Copy exactly the lines from the one containing "locate: tall green" through the last line of the records, both included, and nothing more.

Pointing and labeling entries
start
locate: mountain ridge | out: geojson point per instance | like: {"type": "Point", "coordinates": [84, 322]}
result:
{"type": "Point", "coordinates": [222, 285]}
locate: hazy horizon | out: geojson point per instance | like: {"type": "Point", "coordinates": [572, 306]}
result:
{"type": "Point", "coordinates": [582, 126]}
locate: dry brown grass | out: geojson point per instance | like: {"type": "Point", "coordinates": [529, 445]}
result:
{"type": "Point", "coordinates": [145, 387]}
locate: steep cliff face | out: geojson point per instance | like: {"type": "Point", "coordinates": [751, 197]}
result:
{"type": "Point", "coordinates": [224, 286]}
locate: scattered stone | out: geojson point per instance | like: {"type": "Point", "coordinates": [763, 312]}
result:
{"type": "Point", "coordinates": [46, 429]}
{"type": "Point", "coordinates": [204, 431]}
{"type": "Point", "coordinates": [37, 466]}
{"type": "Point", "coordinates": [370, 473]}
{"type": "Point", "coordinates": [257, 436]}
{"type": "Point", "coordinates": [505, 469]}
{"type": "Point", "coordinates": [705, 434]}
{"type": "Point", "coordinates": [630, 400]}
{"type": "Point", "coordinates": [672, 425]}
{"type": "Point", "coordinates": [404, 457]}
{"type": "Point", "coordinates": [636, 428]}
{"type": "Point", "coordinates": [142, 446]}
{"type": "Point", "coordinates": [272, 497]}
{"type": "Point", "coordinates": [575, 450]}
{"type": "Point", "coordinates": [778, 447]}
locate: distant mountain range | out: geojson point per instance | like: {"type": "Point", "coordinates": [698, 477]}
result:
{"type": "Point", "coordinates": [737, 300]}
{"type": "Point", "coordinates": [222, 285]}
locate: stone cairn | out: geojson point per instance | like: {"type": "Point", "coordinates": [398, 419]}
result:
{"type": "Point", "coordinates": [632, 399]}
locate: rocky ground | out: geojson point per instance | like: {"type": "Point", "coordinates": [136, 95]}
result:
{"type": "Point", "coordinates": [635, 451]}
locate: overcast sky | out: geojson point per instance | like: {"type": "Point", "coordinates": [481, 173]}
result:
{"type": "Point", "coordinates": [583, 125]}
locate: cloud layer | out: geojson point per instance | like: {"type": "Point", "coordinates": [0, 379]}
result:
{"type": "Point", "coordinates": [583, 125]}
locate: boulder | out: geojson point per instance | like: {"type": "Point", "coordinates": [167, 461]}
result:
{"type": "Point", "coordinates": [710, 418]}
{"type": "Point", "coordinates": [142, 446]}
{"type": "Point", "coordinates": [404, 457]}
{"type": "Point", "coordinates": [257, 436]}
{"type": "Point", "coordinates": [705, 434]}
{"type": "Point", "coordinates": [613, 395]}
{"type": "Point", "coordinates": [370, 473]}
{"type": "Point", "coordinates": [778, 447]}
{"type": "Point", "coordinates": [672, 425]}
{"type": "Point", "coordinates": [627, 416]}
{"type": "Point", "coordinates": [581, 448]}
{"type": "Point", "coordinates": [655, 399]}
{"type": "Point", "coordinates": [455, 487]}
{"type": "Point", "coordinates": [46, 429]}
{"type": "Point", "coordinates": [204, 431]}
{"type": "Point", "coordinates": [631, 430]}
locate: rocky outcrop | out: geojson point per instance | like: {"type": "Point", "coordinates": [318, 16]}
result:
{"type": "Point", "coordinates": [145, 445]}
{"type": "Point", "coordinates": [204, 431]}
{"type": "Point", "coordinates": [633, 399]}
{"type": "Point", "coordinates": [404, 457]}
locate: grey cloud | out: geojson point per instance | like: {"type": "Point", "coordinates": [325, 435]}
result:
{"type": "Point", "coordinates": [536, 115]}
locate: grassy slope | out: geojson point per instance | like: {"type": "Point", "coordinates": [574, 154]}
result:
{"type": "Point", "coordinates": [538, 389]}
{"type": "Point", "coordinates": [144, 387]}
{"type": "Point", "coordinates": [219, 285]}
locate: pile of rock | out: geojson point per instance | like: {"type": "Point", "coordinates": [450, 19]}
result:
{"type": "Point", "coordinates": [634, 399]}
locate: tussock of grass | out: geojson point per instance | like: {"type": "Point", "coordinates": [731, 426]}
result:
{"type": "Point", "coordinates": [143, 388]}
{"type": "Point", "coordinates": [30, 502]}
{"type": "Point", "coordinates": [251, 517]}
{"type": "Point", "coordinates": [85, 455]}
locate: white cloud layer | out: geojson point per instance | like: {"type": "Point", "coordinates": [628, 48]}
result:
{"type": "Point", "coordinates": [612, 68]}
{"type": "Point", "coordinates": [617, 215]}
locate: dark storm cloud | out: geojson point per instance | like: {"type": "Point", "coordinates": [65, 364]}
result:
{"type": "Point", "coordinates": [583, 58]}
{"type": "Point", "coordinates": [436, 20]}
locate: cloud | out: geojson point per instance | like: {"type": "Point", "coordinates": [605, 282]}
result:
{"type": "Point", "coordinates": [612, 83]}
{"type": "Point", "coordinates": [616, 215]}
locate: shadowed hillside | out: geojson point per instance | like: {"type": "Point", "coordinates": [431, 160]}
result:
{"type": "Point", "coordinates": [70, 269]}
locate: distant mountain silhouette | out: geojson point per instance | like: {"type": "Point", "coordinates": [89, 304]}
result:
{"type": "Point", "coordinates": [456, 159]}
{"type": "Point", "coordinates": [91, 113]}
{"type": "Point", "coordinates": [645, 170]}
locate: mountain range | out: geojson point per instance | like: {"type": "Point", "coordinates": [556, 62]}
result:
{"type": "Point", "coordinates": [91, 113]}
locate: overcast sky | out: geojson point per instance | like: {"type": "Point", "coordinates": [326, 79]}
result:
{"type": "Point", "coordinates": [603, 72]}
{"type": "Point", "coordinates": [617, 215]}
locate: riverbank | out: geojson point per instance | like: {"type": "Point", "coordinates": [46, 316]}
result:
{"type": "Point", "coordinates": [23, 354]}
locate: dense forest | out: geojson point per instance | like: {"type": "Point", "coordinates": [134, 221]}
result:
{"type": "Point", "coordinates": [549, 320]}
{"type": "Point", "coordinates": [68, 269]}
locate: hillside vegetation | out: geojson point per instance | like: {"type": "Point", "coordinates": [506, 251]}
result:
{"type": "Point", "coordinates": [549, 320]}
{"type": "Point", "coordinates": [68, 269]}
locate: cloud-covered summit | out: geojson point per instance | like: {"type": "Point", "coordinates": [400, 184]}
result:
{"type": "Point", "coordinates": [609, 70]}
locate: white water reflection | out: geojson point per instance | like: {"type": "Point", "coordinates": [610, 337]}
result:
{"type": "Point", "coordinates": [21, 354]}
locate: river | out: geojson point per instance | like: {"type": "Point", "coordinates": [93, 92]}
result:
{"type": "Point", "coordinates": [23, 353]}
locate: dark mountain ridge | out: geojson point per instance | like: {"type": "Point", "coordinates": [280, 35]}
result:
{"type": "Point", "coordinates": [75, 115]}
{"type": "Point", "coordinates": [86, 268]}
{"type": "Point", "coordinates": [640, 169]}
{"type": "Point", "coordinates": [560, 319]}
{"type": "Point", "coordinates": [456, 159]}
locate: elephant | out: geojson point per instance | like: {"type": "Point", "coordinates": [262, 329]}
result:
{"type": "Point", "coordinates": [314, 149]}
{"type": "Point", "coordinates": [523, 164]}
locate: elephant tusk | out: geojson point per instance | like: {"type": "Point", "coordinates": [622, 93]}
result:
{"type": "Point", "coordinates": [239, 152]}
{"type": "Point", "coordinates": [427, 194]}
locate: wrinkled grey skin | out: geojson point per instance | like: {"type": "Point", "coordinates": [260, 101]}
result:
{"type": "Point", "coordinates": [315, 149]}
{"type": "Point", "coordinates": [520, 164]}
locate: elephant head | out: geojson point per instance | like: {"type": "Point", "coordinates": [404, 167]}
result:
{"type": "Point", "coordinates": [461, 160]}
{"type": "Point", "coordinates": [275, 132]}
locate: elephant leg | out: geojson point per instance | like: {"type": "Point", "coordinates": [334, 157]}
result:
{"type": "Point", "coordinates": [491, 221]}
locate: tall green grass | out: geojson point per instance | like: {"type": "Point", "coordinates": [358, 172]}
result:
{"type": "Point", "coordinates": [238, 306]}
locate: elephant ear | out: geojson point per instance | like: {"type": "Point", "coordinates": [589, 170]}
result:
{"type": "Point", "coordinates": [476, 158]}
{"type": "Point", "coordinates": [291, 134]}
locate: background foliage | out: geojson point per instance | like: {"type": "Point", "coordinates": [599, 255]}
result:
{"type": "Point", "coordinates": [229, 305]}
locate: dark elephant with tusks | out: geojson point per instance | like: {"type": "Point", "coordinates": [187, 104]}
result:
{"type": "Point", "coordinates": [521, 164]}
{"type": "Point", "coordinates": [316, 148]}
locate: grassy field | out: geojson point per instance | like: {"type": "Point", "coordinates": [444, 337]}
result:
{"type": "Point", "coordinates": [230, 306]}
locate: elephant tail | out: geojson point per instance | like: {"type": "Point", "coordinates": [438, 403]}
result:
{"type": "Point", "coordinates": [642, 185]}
end
Exercise answer:
locate: tall green grass | out: geojson point per instance | like: {"type": "Point", "coordinates": [358, 172]}
result:
{"type": "Point", "coordinates": [238, 306]}
locate: elephant ear | out: geojson point per instance | like: {"type": "Point", "coordinates": [589, 170]}
result:
{"type": "Point", "coordinates": [476, 158]}
{"type": "Point", "coordinates": [291, 134]}
locate: background foliage | out: geojson point per instance | like: {"type": "Point", "coordinates": [599, 255]}
result:
{"type": "Point", "coordinates": [229, 305]}
locate: dark elephant with tusks | out: geojson point per instance | like: {"type": "Point", "coordinates": [187, 104]}
result:
{"type": "Point", "coordinates": [521, 164]}
{"type": "Point", "coordinates": [316, 148]}
locate: grassy field | out: geojson point per instance | like: {"type": "Point", "coordinates": [444, 337]}
result:
{"type": "Point", "coordinates": [230, 306]}
locate: elephant tail | out: geojson point per instance | like: {"type": "Point", "coordinates": [438, 403]}
result:
{"type": "Point", "coordinates": [642, 185]}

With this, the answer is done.